Write out the data word for word, starting at the beginning and ending with the line that contains "top-left (371, 409), bottom-right (450, 496)", both ends included. Leave the pictures out of your answer.

MATERIAL TO PROCESS >>
+++++

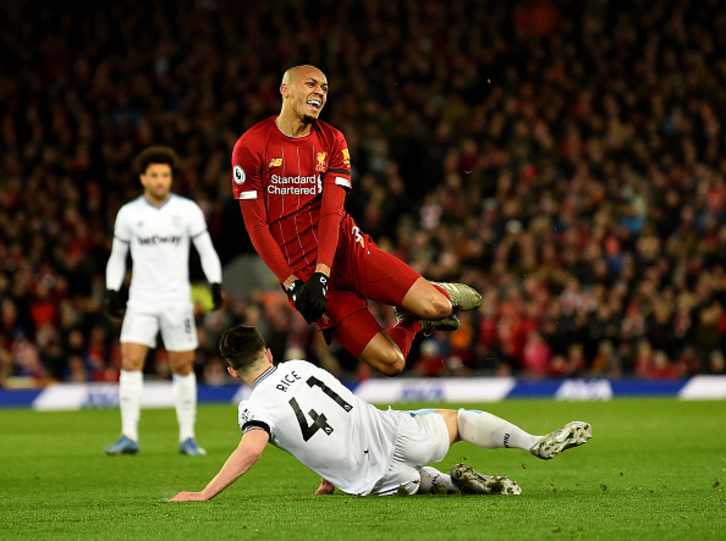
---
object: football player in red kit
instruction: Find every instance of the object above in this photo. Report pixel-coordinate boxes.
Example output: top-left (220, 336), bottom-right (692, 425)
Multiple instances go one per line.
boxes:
top-left (232, 65), bottom-right (481, 376)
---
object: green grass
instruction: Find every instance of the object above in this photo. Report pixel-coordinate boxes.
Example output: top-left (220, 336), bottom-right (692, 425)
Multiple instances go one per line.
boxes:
top-left (0, 399), bottom-right (726, 541)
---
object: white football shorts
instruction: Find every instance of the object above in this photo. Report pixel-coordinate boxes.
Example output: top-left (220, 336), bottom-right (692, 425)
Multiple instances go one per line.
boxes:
top-left (120, 304), bottom-right (199, 351)
top-left (371, 409), bottom-right (450, 496)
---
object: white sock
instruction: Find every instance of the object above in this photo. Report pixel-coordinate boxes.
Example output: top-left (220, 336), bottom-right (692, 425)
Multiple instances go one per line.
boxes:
top-left (456, 408), bottom-right (541, 451)
top-left (417, 466), bottom-right (461, 494)
top-left (118, 370), bottom-right (144, 442)
top-left (172, 370), bottom-right (197, 443)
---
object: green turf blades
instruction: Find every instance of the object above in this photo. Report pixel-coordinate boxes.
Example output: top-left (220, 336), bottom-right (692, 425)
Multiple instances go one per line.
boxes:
top-left (0, 399), bottom-right (726, 541)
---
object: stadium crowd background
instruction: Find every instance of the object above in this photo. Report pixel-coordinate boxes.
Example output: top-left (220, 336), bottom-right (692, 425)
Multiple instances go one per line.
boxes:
top-left (0, 0), bottom-right (726, 385)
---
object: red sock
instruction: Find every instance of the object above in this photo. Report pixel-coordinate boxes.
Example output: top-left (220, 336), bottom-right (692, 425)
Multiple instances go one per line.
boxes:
top-left (387, 320), bottom-right (421, 359)
top-left (431, 283), bottom-right (454, 306)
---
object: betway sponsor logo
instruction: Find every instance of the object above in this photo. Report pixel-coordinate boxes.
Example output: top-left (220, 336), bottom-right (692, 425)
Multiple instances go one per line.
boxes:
top-left (270, 175), bottom-right (315, 184)
top-left (136, 235), bottom-right (181, 246)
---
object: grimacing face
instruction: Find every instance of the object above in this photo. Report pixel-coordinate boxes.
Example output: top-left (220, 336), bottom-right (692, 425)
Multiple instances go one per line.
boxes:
top-left (285, 67), bottom-right (328, 124)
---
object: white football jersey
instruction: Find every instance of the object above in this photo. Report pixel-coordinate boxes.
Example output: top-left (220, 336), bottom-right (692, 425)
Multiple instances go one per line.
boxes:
top-left (114, 194), bottom-right (207, 308)
top-left (239, 361), bottom-right (402, 496)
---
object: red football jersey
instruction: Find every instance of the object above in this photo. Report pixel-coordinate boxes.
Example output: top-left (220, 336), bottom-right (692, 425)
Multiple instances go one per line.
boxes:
top-left (232, 116), bottom-right (351, 282)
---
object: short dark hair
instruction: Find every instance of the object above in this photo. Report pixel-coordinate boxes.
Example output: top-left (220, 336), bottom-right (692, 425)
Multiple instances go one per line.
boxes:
top-left (136, 146), bottom-right (179, 175)
top-left (219, 325), bottom-right (267, 372)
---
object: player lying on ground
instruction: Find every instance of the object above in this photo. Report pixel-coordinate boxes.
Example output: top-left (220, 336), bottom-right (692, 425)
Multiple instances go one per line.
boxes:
top-left (171, 325), bottom-right (591, 501)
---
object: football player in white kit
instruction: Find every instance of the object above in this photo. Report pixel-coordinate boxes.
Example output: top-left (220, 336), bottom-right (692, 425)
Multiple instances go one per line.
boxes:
top-left (104, 147), bottom-right (222, 456)
top-left (171, 326), bottom-right (592, 501)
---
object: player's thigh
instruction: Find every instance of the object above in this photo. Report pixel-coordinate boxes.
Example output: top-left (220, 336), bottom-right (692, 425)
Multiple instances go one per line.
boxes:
top-left (367, 245), bottom-right (421, 306)
top-left (119, 309), bottom-right (159, 348)
top-left (372, 410), bottom-right (449, 496)
top-left (323, 291), bottom-right (383, 357)
top-left (159, 305), bottom-right (199, 351)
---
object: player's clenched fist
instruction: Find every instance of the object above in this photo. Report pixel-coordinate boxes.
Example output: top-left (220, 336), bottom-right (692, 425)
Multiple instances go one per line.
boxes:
top-left (293, 272), bottom-right (329, 324)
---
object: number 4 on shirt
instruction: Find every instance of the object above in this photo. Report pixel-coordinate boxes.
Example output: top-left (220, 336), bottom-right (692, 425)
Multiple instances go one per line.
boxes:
top-left (288, 376), bottom-right (353, 441)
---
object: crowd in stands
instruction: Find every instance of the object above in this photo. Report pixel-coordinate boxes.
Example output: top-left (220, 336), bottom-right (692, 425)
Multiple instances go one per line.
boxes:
top-left (0, 0), bottom-right (726, 385)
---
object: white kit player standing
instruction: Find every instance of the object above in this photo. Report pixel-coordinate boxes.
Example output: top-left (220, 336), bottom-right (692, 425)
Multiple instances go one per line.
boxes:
top-left (104, 146), bottom-right (222, 456)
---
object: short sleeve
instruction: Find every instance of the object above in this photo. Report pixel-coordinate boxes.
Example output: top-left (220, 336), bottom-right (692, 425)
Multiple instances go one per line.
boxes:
top-left (187, 200), bottom-right (207, 238)
top-left (238, 400), bottom-right (274, 438)
top-left (232, 134), bottom-right (262, 200)
top-left (325, 130), bottom-right (352, 190)
top-left (113, 206), bottom-right (132, 243)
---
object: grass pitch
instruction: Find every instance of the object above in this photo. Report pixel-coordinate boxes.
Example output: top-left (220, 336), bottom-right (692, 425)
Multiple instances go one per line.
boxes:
top-left (0, 399), bottom-right (726, 541)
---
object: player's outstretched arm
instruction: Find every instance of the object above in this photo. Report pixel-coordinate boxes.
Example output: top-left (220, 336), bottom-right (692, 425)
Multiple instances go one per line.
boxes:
top-left (169, 430), bottom-right (270, 502)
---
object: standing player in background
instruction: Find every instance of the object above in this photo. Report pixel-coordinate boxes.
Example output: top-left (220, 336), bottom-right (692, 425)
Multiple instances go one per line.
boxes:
top-left (171, 325), bottom-right (592, 501)
top-left (232, 65), bottom-right (481, 376)
top-left (104, 147), bottom-right (222, 456)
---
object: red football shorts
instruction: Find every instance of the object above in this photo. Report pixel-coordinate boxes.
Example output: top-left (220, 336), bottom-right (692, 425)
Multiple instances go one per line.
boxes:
top-left (318, 227), bottom-right (421, 357)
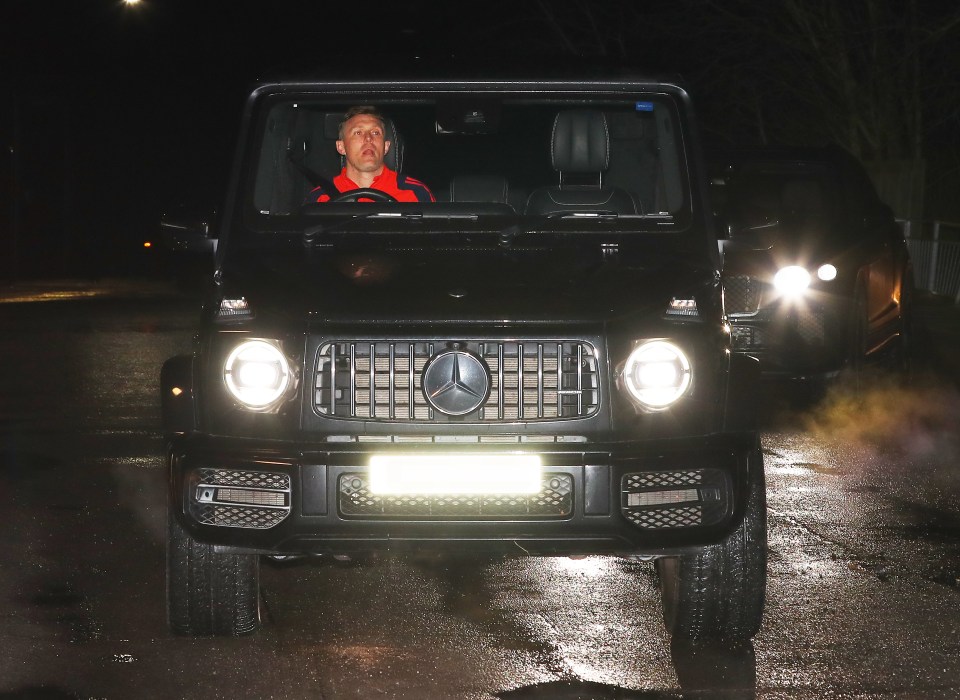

+++++

REPLY TO THE TASK >>
---
object: football player in red kit
instruction: Find every instance of the object above in this photo. Report pixel-coordinate boxes.
Example output: top-left (220, 336), bottom-right (692, 425)
Multiple instances go one per line.
boxes:
top-left (232, 65), bottom-right (481, 376)
---
object: green grass
instruction: Find every instance of the object above in this photo. Report pixel-coordinate boxes.
Example output: top-left (220, 336), bottom-right (692, 425)
Multiple instances go one per line.
boxes:
top-left (0, 399), bottom-right (726, 541)
---
object: white football shorts
instruction: Find every instance of the object above in this photo. Report pixel-coordinate boxes.
Example output: top-left (220, 336), bottom-right (692, 425)
Multiple instances go one per line.
boxes:
top-left (120, 304), bottom-right (199, 351)
top-left (371, 409), bottom-right (450, 496)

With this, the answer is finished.